____ EXERCISE MATERIAL

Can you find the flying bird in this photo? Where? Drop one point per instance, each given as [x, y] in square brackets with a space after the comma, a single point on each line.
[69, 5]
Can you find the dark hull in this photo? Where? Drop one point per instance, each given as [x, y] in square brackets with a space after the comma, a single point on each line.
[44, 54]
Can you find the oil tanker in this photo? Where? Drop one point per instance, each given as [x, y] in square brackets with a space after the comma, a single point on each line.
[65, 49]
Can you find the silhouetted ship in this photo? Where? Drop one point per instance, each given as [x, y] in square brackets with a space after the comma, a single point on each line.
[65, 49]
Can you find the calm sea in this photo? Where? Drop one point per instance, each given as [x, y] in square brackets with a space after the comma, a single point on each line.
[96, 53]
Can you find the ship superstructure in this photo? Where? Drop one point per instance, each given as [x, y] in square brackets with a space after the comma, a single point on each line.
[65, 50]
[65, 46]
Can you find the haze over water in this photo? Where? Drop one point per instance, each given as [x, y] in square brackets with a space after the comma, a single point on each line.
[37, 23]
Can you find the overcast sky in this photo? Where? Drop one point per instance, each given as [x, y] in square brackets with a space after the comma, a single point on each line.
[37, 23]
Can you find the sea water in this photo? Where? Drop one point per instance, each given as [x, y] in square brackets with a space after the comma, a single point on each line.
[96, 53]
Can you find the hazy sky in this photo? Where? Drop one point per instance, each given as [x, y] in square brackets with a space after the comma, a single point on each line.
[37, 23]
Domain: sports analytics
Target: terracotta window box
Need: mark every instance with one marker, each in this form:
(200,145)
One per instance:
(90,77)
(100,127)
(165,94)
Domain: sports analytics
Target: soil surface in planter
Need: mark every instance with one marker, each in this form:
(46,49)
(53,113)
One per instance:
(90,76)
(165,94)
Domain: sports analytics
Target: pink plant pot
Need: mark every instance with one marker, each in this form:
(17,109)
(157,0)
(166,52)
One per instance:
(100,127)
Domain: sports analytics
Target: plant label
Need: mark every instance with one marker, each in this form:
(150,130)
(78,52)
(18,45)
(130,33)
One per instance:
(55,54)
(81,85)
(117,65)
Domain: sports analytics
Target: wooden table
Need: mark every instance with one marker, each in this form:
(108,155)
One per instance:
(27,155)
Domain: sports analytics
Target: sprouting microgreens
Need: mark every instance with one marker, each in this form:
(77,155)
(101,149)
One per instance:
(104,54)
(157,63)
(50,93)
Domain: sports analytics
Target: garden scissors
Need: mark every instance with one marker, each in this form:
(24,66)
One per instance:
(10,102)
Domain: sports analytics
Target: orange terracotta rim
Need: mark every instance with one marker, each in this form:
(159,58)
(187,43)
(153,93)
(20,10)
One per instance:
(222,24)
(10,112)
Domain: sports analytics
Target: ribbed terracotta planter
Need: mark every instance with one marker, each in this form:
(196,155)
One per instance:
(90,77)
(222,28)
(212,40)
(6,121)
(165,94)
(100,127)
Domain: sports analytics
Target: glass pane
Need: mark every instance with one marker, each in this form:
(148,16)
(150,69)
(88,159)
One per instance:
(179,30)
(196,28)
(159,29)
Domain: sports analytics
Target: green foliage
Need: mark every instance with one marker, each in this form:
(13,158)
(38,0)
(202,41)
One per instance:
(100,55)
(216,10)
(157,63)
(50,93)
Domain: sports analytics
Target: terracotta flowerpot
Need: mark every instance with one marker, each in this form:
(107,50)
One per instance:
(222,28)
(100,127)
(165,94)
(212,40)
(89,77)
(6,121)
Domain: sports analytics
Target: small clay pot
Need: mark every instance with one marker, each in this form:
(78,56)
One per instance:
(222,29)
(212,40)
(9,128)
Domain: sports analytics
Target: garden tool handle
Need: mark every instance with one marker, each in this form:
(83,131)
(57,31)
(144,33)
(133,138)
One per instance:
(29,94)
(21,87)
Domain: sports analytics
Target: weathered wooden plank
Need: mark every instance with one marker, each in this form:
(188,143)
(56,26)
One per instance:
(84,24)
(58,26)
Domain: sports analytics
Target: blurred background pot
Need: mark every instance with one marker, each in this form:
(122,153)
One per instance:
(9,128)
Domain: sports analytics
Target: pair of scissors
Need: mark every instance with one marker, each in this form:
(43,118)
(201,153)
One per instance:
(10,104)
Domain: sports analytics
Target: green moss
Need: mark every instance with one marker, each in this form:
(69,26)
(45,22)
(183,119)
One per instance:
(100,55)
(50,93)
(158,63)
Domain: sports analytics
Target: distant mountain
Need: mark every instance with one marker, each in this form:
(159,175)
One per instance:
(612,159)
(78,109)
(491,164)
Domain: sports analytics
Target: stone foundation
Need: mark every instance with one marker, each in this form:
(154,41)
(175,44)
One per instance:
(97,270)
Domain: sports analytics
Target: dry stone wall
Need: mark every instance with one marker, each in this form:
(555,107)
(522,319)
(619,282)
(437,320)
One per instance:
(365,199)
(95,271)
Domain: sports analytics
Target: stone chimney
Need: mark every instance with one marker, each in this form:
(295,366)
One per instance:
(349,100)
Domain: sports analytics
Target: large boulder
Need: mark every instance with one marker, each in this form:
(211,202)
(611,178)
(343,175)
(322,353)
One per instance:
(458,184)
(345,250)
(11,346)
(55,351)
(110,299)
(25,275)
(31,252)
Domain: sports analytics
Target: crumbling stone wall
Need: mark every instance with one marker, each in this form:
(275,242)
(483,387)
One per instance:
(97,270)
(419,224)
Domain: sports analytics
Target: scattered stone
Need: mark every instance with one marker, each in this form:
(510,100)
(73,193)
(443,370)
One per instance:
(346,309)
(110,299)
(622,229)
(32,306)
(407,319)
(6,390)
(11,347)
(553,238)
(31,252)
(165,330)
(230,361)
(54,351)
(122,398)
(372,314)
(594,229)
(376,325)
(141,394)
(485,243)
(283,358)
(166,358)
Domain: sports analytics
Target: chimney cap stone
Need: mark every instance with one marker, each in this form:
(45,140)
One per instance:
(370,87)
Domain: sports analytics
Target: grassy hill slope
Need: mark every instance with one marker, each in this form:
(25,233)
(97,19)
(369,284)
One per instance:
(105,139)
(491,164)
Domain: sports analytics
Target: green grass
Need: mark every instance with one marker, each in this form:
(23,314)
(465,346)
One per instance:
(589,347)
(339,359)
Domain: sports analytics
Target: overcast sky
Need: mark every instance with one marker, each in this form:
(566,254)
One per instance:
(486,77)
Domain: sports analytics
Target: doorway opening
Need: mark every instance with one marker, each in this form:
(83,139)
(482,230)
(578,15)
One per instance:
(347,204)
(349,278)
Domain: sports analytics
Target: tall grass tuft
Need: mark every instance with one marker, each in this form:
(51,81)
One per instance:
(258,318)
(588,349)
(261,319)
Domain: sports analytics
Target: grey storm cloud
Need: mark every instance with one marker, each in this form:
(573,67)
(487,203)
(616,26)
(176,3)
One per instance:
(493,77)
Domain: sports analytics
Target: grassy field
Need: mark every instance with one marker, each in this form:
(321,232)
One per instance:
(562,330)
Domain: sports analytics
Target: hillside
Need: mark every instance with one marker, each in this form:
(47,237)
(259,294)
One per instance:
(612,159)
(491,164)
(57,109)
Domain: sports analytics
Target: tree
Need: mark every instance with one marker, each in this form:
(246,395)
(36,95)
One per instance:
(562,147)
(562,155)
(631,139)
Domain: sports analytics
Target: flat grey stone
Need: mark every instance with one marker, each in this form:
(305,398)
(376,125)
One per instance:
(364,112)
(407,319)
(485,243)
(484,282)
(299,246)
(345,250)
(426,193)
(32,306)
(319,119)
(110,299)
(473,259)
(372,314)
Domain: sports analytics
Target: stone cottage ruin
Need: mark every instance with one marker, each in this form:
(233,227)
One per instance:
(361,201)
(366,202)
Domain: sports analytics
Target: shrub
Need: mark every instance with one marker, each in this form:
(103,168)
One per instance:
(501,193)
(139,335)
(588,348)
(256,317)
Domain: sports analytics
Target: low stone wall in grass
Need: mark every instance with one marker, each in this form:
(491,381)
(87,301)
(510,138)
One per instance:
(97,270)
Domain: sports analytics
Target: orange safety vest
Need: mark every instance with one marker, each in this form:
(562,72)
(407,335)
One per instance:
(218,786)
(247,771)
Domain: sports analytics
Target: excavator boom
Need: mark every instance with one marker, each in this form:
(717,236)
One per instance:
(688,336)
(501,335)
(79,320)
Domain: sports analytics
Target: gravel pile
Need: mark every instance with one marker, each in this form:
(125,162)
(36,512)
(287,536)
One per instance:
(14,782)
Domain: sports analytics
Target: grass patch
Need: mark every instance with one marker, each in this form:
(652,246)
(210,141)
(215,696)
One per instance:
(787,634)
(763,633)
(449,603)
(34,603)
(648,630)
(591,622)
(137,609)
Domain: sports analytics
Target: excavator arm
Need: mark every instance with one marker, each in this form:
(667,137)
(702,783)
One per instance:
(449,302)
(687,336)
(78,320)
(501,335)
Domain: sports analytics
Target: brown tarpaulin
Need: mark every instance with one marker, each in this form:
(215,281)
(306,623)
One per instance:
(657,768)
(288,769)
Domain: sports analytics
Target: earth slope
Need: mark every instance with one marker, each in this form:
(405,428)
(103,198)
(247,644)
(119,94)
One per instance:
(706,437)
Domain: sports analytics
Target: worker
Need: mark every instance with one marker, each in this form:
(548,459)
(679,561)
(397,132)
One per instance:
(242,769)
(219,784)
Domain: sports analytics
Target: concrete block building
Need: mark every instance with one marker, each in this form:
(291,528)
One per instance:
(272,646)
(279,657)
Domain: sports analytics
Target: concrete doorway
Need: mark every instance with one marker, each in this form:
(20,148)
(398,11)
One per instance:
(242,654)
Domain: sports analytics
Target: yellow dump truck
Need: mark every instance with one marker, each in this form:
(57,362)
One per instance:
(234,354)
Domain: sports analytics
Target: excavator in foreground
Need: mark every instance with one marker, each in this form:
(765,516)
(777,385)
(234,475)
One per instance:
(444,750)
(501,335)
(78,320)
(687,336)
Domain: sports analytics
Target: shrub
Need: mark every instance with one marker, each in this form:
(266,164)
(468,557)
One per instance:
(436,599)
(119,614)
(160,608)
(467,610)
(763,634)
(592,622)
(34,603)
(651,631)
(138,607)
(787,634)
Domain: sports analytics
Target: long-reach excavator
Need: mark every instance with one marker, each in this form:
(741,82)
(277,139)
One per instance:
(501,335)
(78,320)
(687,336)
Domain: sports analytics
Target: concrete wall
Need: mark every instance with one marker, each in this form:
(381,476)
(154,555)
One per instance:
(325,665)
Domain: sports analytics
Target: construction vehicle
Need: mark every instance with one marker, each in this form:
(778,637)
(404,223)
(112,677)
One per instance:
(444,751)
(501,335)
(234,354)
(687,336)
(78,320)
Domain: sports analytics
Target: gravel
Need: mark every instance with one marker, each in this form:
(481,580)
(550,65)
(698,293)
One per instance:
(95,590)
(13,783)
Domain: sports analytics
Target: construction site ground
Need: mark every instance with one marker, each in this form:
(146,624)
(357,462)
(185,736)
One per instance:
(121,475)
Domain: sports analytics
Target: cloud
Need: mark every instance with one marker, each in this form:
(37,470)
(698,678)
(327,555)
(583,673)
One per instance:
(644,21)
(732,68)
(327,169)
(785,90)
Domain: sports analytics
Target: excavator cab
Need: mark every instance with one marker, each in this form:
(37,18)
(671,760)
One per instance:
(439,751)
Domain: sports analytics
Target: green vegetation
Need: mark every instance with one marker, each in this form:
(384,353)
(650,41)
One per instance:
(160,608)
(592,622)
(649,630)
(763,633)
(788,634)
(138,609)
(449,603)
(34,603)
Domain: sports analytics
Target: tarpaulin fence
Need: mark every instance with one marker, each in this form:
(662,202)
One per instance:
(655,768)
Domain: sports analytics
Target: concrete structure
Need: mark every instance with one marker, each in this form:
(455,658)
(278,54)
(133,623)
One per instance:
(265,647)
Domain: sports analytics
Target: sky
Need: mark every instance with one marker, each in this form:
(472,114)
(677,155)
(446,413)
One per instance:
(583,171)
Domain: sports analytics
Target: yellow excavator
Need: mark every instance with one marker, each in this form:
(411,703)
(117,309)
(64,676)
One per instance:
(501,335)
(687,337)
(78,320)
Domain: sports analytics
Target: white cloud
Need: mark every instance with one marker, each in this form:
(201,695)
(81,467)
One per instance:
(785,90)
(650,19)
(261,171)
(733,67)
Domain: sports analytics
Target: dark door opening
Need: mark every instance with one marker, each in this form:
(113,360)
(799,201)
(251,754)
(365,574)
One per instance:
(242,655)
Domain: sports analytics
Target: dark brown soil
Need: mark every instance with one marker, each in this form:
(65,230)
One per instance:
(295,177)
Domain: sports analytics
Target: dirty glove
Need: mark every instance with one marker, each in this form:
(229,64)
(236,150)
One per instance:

________

* WHAT THE TASK REQUIRES
Using the records above, gather all lines where the string "opening" is present.

* RESPONSE
Target: doorway opening
Target: dark door opening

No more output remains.